STATED EXERCISE:
Resume the text about objects with sentimental value, picking up right after its final sentence.

━━ QUOTED TEXT ━━

This design concept certainly has other applications, and if we look at the environments we each create for ourselves, hopefully we have employed the principle liberally. For example, think of the objects in your home that, no matter what, you would never part with (aside from the ones that cost a blooming fortune, but maybe that's just the way you roll). Why won't you part with them? They have sentimental value, perhaps. I know that the items I am most emotionally attached to have definite, recallable experiences that accompany them.

A friend and I were having drinks the other day when, in the context of a conversation about this very subject, he recalled the story of how he came about obtaining his and his partner's dining table. Said partner was shopping for a new dining table and found a fine one by Ralph Lauren, at an amazing price. It occurred to him that the table would be perfect in his parent's dining room, and they needed a new one. So he got the table for his parents, and decided to take theirs for his and his partner's (my friend) dining room. Well, it turns out that this table is the one his father, a very good artist of abstract painting, used as a work table. It's not a particularly gorgeous table, and it has intermittent splatters of paint all over it. Yet, as my friend pointed out, they love this table. Said partner's mother always finds it fascinating that they never cover it with a table cloth, and having dined at this very table myself, I can attest that to do so would be just wrong.

━━━
━━ RECORDS PROVIDED ━━

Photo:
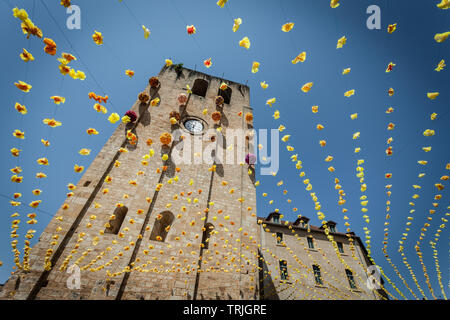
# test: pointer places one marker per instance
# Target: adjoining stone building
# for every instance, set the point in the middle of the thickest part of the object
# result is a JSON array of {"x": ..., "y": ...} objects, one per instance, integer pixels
[
  {"x": 300, "y": 262},
  {"x": 142, "y": 228}
]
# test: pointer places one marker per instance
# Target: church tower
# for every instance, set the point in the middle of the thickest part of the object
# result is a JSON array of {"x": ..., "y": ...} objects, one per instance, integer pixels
[{"x": 152, "y": 217}]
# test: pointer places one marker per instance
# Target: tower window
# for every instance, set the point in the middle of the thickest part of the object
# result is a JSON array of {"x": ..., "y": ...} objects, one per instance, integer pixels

━━━

EXERCISE RESPONSE:
Bringing it back to experience-based design, my friend's table is the factor around which any attempt to redesign his dining room has to revolve. In the same fashion, that memorable Kholer commercial where the woman tells the designer, after he has established his very impressive bona fides as a designer, to design her new house around a faucet, plays on this principle.There is something about her experience with the design of that faucet that practically makes it a prototype. Based on the experience she has derived from that piece of design, the designer receives his directive.

A designer who intends to utilize experience-based design methodology must take into consideration: 1. The emotional value that the design will have for his client, very important in the area of healthcare, and 2. How will the design enhance their client's experience in living with it.